■ **Dataset entries**
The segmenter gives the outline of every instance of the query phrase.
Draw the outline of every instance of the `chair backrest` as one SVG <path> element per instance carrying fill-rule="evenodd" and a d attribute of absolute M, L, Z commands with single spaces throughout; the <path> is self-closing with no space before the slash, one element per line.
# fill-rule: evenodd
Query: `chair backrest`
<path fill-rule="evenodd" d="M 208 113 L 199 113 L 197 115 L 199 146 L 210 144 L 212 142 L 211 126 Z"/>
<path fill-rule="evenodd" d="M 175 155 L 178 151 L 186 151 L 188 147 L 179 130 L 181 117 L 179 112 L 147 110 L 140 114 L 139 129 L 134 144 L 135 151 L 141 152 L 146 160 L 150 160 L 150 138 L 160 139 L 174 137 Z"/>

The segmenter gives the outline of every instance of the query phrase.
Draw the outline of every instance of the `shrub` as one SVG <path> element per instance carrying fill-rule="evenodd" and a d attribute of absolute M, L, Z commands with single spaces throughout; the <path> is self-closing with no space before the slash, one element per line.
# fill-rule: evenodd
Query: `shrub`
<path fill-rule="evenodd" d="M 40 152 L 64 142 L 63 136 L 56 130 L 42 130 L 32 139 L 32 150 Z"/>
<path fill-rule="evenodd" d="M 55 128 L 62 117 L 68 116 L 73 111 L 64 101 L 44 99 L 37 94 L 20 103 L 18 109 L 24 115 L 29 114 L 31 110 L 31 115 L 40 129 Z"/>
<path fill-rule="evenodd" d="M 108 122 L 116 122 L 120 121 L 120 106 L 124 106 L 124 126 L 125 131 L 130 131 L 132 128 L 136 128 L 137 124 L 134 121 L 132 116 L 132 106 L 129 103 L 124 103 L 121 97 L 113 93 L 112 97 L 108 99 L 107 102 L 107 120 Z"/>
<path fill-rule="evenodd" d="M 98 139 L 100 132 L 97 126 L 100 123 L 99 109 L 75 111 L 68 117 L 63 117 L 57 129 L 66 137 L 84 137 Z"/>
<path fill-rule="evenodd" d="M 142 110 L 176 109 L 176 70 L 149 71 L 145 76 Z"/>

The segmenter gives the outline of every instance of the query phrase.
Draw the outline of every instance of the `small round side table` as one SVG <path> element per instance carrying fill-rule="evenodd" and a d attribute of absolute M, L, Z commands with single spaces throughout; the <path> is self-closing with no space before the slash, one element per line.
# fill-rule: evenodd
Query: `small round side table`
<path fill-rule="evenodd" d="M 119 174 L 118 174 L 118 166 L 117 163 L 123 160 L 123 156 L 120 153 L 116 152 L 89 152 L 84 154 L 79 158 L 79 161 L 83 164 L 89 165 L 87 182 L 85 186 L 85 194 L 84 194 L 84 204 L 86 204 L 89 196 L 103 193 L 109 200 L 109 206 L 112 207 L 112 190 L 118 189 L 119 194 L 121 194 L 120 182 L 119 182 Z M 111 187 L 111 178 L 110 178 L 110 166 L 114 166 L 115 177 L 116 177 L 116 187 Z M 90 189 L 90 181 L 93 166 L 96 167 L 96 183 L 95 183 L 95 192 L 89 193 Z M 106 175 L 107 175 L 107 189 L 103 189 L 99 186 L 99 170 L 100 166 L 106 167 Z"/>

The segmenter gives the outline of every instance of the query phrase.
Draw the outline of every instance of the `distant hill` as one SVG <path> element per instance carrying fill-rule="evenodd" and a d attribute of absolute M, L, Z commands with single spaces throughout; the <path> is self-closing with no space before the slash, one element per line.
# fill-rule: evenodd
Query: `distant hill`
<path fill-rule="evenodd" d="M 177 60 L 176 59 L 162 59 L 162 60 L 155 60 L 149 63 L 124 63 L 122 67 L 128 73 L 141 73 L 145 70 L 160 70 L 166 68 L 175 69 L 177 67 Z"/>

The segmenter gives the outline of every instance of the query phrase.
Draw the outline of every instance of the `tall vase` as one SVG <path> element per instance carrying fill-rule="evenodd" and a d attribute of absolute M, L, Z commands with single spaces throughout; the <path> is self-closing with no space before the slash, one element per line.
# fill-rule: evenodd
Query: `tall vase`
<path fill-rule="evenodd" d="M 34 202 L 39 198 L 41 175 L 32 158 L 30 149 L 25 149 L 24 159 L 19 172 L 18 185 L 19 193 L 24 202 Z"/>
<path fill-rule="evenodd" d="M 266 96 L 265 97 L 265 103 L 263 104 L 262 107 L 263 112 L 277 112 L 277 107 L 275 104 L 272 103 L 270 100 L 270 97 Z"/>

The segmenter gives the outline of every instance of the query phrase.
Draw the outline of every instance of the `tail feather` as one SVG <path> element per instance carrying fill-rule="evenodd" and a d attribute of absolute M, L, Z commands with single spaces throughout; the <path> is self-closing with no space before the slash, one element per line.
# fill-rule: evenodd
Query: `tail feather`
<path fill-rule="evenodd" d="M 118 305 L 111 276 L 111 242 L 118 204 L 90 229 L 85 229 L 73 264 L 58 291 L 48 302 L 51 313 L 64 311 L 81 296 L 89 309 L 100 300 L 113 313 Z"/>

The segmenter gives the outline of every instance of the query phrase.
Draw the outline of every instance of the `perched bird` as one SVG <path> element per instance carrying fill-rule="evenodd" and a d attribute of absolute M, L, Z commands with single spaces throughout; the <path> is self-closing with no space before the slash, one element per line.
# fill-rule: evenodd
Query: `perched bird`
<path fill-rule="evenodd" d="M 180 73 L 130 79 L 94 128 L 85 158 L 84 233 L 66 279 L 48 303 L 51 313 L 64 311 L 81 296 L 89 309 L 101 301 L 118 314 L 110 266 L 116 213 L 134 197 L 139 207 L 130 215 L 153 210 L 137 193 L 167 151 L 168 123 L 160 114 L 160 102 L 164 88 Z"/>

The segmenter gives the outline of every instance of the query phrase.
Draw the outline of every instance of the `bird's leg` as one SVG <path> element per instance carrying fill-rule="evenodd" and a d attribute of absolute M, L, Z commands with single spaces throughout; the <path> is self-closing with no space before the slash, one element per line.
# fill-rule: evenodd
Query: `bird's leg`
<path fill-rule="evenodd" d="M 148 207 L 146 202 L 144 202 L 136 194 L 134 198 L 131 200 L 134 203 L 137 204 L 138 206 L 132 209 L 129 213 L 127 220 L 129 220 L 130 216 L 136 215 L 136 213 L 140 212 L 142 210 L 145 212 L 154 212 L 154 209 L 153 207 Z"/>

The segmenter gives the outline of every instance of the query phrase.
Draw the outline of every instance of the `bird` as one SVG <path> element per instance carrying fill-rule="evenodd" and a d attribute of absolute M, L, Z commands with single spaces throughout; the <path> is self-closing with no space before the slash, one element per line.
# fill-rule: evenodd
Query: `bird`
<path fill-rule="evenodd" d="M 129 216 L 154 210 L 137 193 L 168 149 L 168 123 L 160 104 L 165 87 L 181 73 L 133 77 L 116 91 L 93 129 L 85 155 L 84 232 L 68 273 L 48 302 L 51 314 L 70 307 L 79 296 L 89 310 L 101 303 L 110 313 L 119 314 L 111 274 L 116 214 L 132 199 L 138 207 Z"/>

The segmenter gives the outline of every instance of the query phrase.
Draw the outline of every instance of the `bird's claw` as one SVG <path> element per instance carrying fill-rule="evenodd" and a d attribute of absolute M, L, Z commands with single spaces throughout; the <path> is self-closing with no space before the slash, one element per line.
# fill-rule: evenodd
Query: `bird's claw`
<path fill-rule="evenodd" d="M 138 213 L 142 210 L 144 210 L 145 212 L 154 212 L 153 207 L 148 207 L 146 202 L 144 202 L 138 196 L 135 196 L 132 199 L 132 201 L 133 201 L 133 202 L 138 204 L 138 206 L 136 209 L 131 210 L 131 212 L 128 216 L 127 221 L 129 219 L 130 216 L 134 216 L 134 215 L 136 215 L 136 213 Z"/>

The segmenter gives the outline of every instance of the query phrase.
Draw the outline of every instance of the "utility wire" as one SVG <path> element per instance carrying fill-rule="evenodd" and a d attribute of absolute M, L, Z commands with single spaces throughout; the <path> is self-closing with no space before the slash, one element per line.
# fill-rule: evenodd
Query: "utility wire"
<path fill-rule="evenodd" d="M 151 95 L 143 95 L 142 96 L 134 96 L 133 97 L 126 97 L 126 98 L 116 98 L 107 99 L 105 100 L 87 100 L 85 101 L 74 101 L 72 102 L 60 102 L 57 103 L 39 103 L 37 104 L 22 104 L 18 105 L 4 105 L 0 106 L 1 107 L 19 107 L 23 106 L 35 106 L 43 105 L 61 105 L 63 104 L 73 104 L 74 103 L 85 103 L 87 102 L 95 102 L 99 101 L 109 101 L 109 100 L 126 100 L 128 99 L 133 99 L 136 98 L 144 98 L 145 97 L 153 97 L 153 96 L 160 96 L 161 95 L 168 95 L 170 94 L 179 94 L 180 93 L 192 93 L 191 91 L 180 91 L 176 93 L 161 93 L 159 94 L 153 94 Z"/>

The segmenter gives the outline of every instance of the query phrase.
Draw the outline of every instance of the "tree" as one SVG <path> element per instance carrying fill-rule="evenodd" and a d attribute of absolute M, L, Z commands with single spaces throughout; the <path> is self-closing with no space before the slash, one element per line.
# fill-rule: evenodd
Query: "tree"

■ **What you need to do**
Reproduce the data above from its first line through the line containing "142 110 L 176", inclusive. Leave the request lines unchanged, but raise every path coordinate in the answers by 94.

■ **Final result**
The segmenter gives the outline of every instance of the query phrase.
Draw the outline of every instance of the `chair backrest` as one SVG <path> element per instance carrying fill-rule="evenodd" and a d attribute of absolute M, L, Z commands with single spaces throughout; the <path> is self-closing with no space before the slash, one element per line.
# fill-rule: evenodd
Query: `chair backrest`
<path fill-rule="evenodd" d="M 302 207 L 293 207 L 291 209 L 293 240 L 304 238 L 306 236 L 305 220 Z"/>
<path fill-rule="evenodd" d="M 269 249 L 272 245 L 280 245 L 282 241 L 273 224 L 275 211 L 273 206 L 241 204 L 234 208 L 233 223 L 228 238 L 229 245 L 235 246 L 240 254 L 244 254 L 244 232 L 254 233 L 268 231 Z"/>

The segmenter gives the outline of every instance of the query phrase.
Draw the outline of every instance of the `shrub` as one SVG <path> element per instance carrying fill-rule="evenodd" and a d attribute of absolute M, L, Z commands with single spaces throughout; the <path> is self-closing with no space before the slash, one element per line.
# fill-rule: evenodd
Query: `shrub`
<path fill-rule="evenodd" d="M 134 246 L 158 236 L 157 230 L 150 224 L 136 224 L 126 233 L 126 244 Z"/>
<path fill-rule="evenodd" d="M 149 222 L 156 211 L 162 210 L 167 205 L 158 195 L 138 193 L 131 188 L 114 197 L 112 203 L 118 209 L 123 208 L 125 204 L 125 209 L 134 223 Z"/>
<path fill-rule="evenodd" d="M 202 216 L 210 216 L 214 215 L 214 200 L 218 200 L 218 220 L 219 225 L 224 225 L 226 222 L 230 222 L 231 218 L 228 215 L 226 210 L 226 200 L 223 197 L 218 197 L 215 191 L 207 187 L 206 191 L 202 193 L 201 196 L 201 214 Z"/>
<path fill-rule="evenodd" d="M 192 233 L 194 226 L 191 220 L 194 217 L 193 203 L 169 205 L 162 211 L 157 211 L 151 223 L 160 231 L 178 231 Z"/>
<path fill-rule="evenodd" d="M 236 204 L 270 203 L 270 164 L 243 165 L 239 170 Z"/>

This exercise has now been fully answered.